:: Material ::
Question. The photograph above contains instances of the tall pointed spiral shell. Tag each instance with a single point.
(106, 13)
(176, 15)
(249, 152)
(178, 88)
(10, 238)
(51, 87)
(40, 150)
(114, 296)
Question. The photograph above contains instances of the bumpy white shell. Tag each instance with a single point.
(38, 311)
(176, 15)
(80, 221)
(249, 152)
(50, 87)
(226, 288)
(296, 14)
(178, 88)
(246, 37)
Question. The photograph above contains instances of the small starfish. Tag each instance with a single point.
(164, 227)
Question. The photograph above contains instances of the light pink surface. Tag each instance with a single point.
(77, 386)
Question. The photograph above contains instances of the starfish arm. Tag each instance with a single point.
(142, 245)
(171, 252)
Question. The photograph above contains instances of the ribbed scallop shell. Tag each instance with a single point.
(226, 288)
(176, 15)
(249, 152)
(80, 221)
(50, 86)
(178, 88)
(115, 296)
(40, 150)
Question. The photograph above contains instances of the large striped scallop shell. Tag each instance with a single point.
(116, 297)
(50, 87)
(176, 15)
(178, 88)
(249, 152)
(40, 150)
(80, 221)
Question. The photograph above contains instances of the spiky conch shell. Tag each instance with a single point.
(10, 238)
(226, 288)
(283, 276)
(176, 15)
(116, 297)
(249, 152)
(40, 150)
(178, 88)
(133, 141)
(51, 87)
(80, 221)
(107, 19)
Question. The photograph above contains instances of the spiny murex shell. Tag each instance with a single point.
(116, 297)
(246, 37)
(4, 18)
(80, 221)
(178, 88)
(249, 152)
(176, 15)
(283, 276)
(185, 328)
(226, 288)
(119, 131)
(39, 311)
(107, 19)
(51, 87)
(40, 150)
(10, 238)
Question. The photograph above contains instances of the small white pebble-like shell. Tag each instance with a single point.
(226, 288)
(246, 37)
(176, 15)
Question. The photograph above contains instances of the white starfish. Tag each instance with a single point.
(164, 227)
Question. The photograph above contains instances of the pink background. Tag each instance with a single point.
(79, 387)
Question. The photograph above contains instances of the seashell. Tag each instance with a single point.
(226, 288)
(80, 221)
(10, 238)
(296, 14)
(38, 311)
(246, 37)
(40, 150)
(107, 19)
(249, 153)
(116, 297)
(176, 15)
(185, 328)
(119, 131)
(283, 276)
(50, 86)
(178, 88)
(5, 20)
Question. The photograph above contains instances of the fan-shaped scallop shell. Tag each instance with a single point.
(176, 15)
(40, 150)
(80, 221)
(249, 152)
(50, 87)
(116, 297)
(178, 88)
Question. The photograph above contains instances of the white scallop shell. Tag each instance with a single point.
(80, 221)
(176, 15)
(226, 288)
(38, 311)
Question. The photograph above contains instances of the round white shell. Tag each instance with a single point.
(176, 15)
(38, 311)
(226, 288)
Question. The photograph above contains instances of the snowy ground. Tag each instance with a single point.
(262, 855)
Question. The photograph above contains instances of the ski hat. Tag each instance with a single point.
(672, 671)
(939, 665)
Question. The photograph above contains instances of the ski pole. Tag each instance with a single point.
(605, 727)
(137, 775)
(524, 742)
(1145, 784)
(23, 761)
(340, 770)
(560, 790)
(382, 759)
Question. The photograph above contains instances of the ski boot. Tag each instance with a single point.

:: Task to carry out ::
Can you reproduce every one of the records above with "Tag" switched to "Mark" and nothing else changed?

:: Exercise answer ::
Question. The photograph above contains instances of the tall pointed spiral shell. Mark each instance with a single point.
(106, 13)
(176, 15)
(249, 152)
(178, 88)
(10, 238)
(51, 87)
(40, 150)
(114, 296)
Question. The photograph above contains instances of the bumpy white shell. Mark each instance with a single point.
(38, 311)
(176, 15)
(80, 221)
(249, 152)
(50, 87)
(226, 288)
(296, 14)
(178, 88)
(246, 37)
Question. The photograph above contains instances of the small starfish. Mark each instance with a single point.
(164, 227)
Question. The photograph above contains instances of the light pink surface. Mark each instance with a single point.
(77, 386)
Question. The photograph above contains instances of the starfish arm. Mark each instance with a single point.
(142, 245)
(171, 252)
Question. The photograph above contains instances of the ribbed scallop shell. Mark each instance with a single point.
(226, 288)
(176, 15)
(249, 152)
(80, 221)
(50, 86)
(178, 88)
(115, 296)
(40, 150)
Question. The photograph above contains instances of the large striped scallop shell. Mark each instance with a single point.
(116, 297)
(50, 87)
(176, 15)
(178, 88)
(249, 152)
(40, 150)
(80, 221)
Question. The photograph above contains instances of the spiky conch shell. Mark each instance with a single point.
(10, 238)
(226, 288)
(283, 276)
(176, 15)
(116, 297)
(249, 152)
(40, 150)
(178, 88)
(133, 141)
(51, 87)
(80, 221)
(107, 19)
Question. The photograph above contains instances of the spiny murex shell. Mark each instance with a single point.
(116, 297)
(246, 37)
(4, 18)
(80, 221)
(178, 88)
(249, 152)
(176, 15)
(283, 276)
(185, 328)
(226, 288)
(119, 131)
(39, 311)
(107, 19)
(51, 87)
(40, 150)
(10, 238)
Question. The photograph above contains instances of the small white pebble-like shell. Mark each instance with a single point.
(226, 288)
(246, 37)
(176, 15)
Question. The photograph above contains instances of the white starfish. Mark each instance with a single point.
(164, 227)
Question. The photograph above contains instances of the pink background. Mark each instance with a single point.
(79, 387)
Question. The photograph above contains instances of the seashell. Mark each instance with a single point.
(226, 288)
(80, 221)
(10, 238)
(296, 14)
(38, 311)
(246, 37)
(40, 150)
(107, 19)
(249, 153)
(116, 297)
(176, 15)
(185, 328)
(119, 131)
(283, 276)
(50, 86)
(178, 88)
(5, 20)
Question. The photograph above contains instances of the fan-shaped scallop shell. Mark each instance with a single point.
(176, 15)
(40, 150)
(80, 221)
(249, 152)
(50, 87)
(116, 297)
(178, 88)
Question. The photograph above contains instances of the white scallop shell. Mark each instance with a single point.
(80, 221)
(176, 15)
(226, 288)
(38, 311)
Question. The photograph above contains instances of the round white shell. Mark each instance with a single point.
(176, 15)
(38, 311)
(226, 288)
Question. The photograph above contains instances of the snowy ground. Mark each instance with a single point.
(262, 855)
Question. The photograph above contains instances of the ski hat. Mark each instance with a single point.
(672, 671)
(939, 665)
Question. The photograph above contains instances of the ski pole. Mark each instance with a single point.
(605, 727)
(137, 775)
(524, 742)
(1145, 784)
(23, 761)
(340, 770)
(560, 790)
(382, 759)
Question. The photograph above contains instances of the ski boot. Mark each instance with a single point.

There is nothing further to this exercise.